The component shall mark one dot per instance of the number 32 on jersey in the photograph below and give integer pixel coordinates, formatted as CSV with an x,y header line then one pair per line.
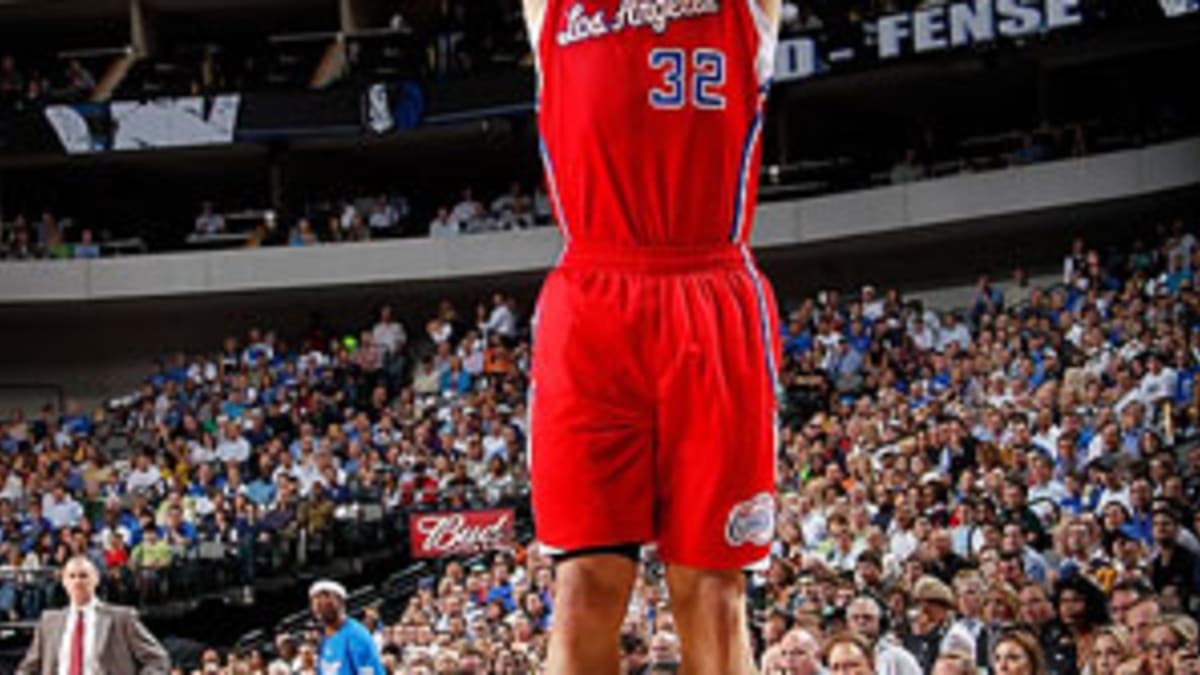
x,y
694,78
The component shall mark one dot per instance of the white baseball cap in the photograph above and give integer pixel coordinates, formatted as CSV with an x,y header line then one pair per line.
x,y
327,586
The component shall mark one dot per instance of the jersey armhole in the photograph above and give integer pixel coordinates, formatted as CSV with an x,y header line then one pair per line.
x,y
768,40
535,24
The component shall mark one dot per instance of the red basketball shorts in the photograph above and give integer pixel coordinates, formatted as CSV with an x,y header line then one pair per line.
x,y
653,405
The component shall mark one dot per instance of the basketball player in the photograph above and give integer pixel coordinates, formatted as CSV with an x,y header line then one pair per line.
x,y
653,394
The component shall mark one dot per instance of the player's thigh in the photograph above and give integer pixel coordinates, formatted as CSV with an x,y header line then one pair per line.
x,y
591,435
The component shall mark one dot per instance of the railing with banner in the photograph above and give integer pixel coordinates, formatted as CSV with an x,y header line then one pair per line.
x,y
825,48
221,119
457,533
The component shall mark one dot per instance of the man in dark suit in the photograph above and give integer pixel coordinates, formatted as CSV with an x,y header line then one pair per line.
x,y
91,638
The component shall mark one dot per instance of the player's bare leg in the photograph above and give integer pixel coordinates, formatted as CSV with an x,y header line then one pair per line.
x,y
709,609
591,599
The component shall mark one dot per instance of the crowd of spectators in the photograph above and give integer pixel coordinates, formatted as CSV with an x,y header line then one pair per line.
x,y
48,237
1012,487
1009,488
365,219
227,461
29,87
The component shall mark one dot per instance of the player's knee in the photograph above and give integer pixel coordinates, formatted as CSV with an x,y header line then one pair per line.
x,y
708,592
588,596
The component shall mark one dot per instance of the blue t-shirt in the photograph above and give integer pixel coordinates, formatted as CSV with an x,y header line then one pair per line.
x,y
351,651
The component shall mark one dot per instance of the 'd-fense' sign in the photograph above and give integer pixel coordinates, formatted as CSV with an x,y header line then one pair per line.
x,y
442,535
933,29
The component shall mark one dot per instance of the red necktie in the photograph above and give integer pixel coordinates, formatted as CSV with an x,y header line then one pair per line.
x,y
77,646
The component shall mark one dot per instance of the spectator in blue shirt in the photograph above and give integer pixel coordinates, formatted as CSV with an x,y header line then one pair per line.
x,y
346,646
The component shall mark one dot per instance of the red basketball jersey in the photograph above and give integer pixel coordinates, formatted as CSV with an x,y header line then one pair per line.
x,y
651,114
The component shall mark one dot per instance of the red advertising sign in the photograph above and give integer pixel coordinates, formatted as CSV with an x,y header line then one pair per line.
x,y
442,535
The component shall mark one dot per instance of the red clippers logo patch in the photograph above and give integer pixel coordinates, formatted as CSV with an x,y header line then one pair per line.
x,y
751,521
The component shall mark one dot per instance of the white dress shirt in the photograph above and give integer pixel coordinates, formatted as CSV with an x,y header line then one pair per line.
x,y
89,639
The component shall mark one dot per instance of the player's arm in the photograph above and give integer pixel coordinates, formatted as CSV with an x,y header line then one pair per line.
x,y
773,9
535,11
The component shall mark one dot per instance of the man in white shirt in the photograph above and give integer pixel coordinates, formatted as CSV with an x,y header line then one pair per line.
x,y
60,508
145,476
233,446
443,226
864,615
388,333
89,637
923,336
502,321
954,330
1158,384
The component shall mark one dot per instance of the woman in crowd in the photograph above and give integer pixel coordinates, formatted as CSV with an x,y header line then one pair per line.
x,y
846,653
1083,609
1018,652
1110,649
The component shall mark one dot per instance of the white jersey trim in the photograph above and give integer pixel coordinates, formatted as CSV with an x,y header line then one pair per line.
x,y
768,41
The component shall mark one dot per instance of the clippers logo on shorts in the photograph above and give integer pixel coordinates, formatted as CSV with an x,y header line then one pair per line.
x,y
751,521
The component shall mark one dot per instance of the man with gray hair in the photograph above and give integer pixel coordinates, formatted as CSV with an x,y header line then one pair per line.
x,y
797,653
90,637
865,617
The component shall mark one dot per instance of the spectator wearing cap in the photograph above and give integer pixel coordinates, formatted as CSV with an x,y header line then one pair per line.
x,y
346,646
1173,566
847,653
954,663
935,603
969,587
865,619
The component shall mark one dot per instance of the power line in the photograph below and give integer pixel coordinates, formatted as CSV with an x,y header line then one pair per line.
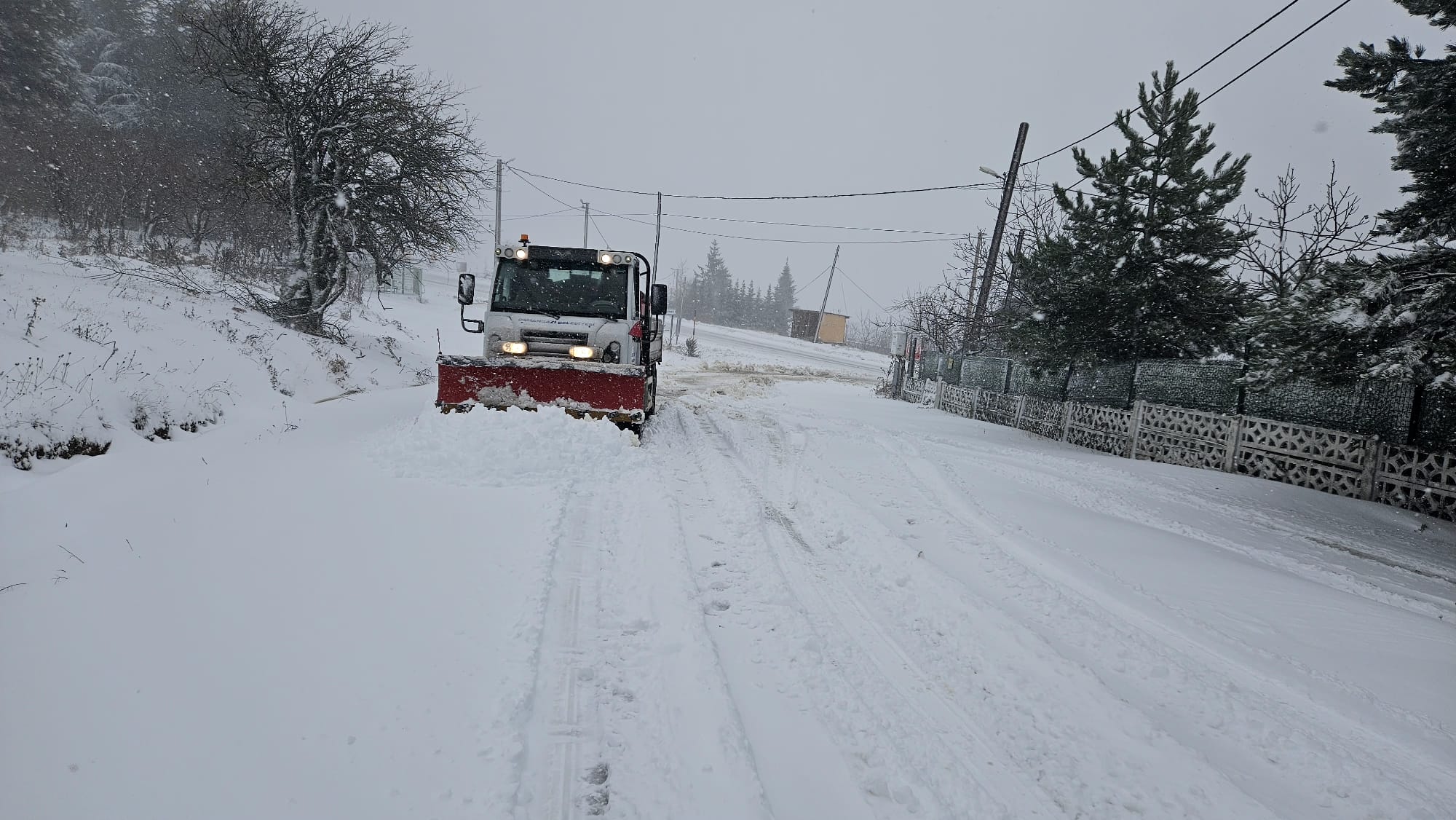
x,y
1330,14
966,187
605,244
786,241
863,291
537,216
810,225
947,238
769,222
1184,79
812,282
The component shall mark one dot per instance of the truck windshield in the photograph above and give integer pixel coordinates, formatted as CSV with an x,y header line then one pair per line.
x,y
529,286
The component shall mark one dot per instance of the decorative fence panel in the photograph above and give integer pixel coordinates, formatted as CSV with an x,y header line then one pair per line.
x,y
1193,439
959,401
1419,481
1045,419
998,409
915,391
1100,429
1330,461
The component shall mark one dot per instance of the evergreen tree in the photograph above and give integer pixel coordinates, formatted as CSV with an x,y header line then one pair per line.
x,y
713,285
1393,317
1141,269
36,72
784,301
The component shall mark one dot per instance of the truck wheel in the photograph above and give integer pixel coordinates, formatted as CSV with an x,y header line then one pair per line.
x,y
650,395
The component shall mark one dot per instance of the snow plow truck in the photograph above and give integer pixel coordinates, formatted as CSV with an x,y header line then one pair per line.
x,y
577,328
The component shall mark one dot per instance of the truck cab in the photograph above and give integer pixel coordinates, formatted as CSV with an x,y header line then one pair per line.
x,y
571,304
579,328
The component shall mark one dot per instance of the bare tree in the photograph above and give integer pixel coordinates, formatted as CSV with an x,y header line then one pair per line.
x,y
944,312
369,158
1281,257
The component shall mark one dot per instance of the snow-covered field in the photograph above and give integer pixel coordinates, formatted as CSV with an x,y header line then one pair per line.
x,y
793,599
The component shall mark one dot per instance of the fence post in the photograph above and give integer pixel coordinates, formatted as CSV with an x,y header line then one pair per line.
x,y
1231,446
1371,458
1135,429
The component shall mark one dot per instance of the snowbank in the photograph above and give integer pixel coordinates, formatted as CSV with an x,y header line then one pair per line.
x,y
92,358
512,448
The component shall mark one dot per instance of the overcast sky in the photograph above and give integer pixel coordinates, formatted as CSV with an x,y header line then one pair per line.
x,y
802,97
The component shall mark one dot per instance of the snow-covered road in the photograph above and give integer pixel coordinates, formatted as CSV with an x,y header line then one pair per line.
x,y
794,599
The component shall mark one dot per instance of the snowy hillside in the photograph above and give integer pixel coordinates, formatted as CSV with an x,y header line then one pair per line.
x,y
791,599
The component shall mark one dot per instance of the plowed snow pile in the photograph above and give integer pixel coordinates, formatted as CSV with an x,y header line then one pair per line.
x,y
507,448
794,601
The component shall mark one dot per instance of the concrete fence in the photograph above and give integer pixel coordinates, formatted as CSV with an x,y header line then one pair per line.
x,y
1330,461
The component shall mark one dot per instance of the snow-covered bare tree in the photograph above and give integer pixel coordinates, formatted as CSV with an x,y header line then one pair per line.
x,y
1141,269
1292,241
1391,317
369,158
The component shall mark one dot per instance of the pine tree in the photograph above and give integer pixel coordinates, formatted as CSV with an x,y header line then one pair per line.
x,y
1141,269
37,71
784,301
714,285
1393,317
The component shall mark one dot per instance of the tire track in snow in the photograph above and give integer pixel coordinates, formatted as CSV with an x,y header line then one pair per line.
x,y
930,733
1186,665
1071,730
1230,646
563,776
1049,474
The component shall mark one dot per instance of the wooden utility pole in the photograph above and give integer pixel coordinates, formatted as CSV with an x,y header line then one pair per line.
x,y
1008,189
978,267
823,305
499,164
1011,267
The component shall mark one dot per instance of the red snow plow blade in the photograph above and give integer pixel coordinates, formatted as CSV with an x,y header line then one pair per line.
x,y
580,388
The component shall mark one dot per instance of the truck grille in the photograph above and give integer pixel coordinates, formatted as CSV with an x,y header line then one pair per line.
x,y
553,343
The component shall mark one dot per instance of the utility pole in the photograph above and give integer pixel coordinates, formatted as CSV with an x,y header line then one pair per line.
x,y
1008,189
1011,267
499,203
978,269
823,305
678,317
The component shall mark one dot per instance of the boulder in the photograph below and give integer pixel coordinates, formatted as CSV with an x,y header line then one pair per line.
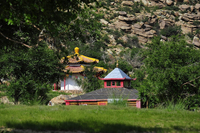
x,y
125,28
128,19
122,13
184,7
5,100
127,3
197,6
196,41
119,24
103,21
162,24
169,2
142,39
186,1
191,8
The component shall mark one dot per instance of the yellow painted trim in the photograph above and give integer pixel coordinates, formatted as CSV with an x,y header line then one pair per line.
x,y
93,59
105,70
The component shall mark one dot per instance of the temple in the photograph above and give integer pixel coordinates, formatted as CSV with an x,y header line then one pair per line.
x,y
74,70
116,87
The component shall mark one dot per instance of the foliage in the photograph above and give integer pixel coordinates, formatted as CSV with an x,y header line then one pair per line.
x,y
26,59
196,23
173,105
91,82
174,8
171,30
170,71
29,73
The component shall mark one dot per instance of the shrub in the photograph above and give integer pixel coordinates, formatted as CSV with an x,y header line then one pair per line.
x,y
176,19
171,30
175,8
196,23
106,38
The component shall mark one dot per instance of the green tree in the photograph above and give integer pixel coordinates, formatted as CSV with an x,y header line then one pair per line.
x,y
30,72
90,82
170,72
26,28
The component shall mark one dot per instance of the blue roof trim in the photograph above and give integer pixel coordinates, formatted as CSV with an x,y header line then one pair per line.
──────────────────────────────
Work required:
Leave out every picture and write out exactly the lines running from the line containing "The component shall mark one dot per instance of the utility" to the end of the listing above.

Result of this exercise:
The component shall mark one dot per instance of the utility pole in the photograph above and give integer pixel coordinates, formatted as CSV with an x,y header line then one pair per line.
x,y
1008,189
1011,267
499,203
978,269
823,305
678,317
The component shall mark one dot per instance of the boulder in the photograph below and give integer pixel coordinates, formatted as CSV with an x,y header line then one pair per line.
x,y
125,28
128,19
122,13
184,7
5,100
127,3
197,6
196,41
119,24
103,21
162,24
169,2
142,39
186,1
191,8
The component shall mark one dot per instance of the yellow painted trim in the photograph above and give integer pixel coordinates, formatted as CSV with an x,y header line then one pair per line.
x,y
93,59
105,70
The component shall mark one dot per instance of the temple in the photograph above and give integer pixel coordinates, formatted as CSV with an x,y header line then one pair per line.
x,y
74,70
116,87
The component shall mark one dot per instance of the foliage in the photograph above and give integer pixel coordinates, formatted as CSV with an x,y header line then one pair per line.
x,y
26,59
196,23
173,105
91,82
174,8
171,30
170,71
29,73
The component shall mark one dot per instance of the shrub in the photograph above and give integer pixel coordinates, formatted as CSV with an x,y header line then one pair per line.
x,y
176,19
171,30
175,8
196,23
106,38
The component shall mark one dot per instance of the green tree in the photograph above and give integer pixel coordinates, formatted as CSV with an x,y header line then one pair per line.
x,y
30,72
90,82
170,72
26,28
The component shall mark one dot per instance of the blue roof trim in the photograph above and give integer pixel coordinates, formatted as CSV with an x,y header line then one pair per line.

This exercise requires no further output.